TO DO: Without omitting anything, copy every entry word for word.

EXTRACTED DATA:

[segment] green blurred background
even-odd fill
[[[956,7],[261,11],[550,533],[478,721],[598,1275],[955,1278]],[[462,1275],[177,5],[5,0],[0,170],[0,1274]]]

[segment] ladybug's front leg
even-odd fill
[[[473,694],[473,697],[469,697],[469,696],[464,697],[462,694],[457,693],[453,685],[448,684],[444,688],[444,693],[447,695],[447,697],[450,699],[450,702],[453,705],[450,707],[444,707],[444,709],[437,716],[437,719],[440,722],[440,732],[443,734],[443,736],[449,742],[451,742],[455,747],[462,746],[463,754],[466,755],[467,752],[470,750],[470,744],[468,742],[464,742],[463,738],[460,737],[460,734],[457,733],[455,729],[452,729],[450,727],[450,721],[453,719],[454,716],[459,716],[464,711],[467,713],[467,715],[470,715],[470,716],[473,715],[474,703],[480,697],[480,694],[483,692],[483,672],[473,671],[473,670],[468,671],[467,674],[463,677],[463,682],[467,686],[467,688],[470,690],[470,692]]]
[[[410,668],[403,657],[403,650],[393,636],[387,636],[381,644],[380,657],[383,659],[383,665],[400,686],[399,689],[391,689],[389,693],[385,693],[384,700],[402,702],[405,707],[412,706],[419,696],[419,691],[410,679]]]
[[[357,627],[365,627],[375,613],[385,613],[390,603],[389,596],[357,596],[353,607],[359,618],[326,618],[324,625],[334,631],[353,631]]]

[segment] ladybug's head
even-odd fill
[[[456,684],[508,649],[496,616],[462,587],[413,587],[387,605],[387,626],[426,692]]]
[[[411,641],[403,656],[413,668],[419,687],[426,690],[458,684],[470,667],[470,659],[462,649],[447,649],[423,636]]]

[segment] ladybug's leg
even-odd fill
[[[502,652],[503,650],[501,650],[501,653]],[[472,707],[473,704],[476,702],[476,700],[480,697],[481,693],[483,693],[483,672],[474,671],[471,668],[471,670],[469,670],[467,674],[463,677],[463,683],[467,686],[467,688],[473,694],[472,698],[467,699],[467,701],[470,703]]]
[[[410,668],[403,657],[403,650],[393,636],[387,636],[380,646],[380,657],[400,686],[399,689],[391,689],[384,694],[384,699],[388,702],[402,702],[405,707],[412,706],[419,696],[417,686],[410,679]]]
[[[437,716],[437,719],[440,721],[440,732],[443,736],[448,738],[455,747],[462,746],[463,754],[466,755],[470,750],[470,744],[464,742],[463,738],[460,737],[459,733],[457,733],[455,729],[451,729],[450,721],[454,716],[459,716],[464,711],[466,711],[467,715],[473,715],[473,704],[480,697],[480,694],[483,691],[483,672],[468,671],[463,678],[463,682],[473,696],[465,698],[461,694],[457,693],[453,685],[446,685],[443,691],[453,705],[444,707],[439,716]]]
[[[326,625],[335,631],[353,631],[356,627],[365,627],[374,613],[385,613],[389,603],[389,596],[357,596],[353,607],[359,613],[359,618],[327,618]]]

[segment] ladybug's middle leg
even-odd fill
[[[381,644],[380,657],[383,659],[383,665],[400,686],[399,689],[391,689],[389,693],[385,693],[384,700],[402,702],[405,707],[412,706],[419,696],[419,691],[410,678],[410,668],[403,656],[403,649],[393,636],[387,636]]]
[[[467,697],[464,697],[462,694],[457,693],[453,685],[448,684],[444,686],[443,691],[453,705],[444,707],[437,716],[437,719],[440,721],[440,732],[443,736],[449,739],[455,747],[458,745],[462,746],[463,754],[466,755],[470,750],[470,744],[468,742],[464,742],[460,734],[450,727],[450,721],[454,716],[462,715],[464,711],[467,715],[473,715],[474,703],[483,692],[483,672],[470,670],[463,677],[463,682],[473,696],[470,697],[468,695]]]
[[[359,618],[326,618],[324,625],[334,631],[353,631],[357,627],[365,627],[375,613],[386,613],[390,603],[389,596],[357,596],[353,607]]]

SOLUTION TO THIS TASK:
[segment] green blurred background
even-odd fill
[[[956,7],[261,11],[550,533],[478,721],[598,1275],[955,1278]],[[462,1275],[177,5],[5,0],[0,170],[0,1274]]]

[segment] ladybug's front leg
even-odd fill
[[[473,694],[473,697],[469,697],[469,696],[464,697],[462,694],[457,693],[453,685],[448,684],[444,688],[444,693],[447,695],[447,697],[450,699],[450,702],[453,705],[450,707],[444,707],[444,709],[437,716],[437,719],[440,722],[440,732],[443,734],[443,736],[449,742],[451,742],[455,747],[462,746],[463,754],[466,755],[467,752],[470,750],[470,744],[468,742],[464,742],[463,738],[460,737],[460,734],[457,733],[455,729],[452,729],[450,727],[450,721],[453,719],[454,716],[459,716],[464,711],[467,713],[467,715],[470,715],[470,716],[473,715],[474,703],[480,697],[480,694],[483,692],[483,672],[473,671],[473,670],[468,671],[467,674],[463,677],[463,682],[467,686],[467,688],[470,690],[470,692]]]
[[[410,668],[403,657],[403,650],[393,636],[387,636],[381,644],[380,657],[383,659],[383,665],[400,686],[399,689],[391,689],[389,693],[385,693],[384,700],[402,702],[405,707],[412,706],[419,696],[419,691],[410,679]]]
[[[357,627],[365,627],[375,613],[385,613],[390,603],[389,596],[357,596],[353,607],[359,618],[326,618],[324,625],[334,631],[353,631]]]

[segment] ladybug's head
even-odd fill
[[[456,684],[508,649],[496,616],[462,587],[413,587],[387,605],[387,626],[426,692]]]
[[[411,641],[403,656],[413,668],[419,687],[426,690],[458,684],[470,667],[470,659],[462,649],[447,649],[423,636]]]

[segment] ladybug's leg
even-odd fill
[[[502,652],[503,650],[501,650],[501,653]],[[472,707],[473,704],[476,702],[476,700],[480,697],[481,693],[483,693],[483,672],[474,671],[471,668],[471,670],[469,670],[467,674],[463,677],[463,683],[467,686],[467,688],[473,694],[472,698],[467,699],[467,701],[470,703]]]
[[[410,668],[403,657],[403,650],[393,636],[387,636],[380,646],[380,657],[400,686],[399,689],[391,689],[384,694],[384,699],[388,702],[402,702],[405,707],[412,706],[419,696],[417,686],[410,679]]]
[[[437,716],[437,719],[440,721],[440,732],[443,736],[448,738],[455,747],[462,746],[463,754],[466,755],[470,750],[470,744],[464,742],[463,738],[460,737],[459,733],[457,733],[455,729],[451,729],[450,721],[454,716],[459,716],[464,711],[466,711],[467,715],[473,715],[473,704],[480,697],[480,694],[483,691],[483,672],[468,671],[463,678],[463,682],[473,696],[465,698],[461,694],[457,693],[453,685],[446,685],[443,691],[453,705],[444,707],[439,716]]]
[[[326,625],[335,631],[353,631],[356,627],[365,627],[374,613],[385,613],[389,603],[389,596],[357,596],[353,607],[359,613],[359,618],[327,618]]]

[segment] ladybug's middle leg
even-odd fill
[[[381,644],[380,657],[383,659],[383,665],[400,686],[399,689],[391,689],[389,693],[385,693],[384,700],[402,702],[405,707],[412,706],[419,696],[419,691],[410,678],[410,668],[403,656],[403,649],[393,636],[387,636]]]
[[[467,697],[464,697],[462,694],[457,693],[453,685],[448,684],[444,686],[443,691],[453,705],[444,707],[437,716],[437,719],[440,721],[440,732],[443,736],[449,739],[455,747],[458,745],[462,746],[463,754],[466,755],[470,750],[470,744],[468,742],[464,742],[460,734],[450,727],[450,721],[454,716],[462,715],[464,711],[467,715],[473,715],[474,703],[483,692],[483,672],[470,670],[463,677],[463,682],[473,696],[470,697],[468,695]]]
[[[359,618],[326,618],[324,625],[334,631],[353,631],[357,627],[365,627],[375,613],[386,613],[390,603],[389,596],[357,596],[353,607]]]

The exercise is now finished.